**Work task:** Each line that includes "blue" must be copied from the records.

BEGIN

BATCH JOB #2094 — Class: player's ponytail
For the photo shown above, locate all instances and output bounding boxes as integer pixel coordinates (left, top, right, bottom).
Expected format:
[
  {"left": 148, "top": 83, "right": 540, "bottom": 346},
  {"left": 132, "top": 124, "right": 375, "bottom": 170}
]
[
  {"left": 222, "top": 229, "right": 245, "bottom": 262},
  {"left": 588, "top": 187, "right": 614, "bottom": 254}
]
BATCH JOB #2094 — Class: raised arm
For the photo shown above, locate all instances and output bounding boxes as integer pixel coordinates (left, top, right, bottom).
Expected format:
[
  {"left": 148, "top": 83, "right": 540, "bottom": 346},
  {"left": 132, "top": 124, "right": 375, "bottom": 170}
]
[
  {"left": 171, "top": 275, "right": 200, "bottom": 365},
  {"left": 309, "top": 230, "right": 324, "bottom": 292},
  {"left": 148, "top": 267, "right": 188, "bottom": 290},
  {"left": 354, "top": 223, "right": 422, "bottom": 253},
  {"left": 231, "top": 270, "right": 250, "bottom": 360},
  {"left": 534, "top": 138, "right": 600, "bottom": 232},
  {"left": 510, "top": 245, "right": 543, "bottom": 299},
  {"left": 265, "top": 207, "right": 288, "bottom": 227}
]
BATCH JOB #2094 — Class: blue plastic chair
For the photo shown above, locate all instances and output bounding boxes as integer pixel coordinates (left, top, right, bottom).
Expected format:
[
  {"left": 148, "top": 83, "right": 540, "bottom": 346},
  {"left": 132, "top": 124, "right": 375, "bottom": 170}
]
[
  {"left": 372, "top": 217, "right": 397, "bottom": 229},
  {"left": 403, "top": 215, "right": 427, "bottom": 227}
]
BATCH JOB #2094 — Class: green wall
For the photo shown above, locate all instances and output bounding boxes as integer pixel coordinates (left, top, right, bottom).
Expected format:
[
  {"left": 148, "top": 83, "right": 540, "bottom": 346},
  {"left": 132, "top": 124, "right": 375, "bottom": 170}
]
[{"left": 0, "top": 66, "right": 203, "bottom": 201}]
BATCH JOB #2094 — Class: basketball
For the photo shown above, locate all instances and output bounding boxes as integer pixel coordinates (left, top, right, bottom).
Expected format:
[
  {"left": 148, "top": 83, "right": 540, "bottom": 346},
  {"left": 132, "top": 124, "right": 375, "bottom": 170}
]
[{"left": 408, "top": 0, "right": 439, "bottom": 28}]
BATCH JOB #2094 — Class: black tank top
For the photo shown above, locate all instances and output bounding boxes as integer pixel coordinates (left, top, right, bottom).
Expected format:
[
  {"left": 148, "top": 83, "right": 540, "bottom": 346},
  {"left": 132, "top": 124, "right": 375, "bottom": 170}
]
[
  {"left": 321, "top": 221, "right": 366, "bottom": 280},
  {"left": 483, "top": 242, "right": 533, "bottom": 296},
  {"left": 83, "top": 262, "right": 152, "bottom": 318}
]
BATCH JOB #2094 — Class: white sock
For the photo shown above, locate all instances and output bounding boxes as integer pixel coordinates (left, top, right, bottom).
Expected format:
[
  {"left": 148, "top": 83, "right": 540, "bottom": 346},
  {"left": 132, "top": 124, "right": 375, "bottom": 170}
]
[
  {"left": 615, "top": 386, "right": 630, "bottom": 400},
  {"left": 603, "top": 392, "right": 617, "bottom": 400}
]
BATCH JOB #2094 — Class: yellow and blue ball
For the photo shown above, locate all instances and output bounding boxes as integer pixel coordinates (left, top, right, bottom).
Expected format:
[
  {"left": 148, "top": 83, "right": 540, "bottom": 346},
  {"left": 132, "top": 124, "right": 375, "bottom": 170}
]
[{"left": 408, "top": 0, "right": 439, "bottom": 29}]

END

**Exercise response:**
BATCH JOB #2094 — Class: blue plastic chair
BATCH JOB #2094 — Class: yellow and blue ball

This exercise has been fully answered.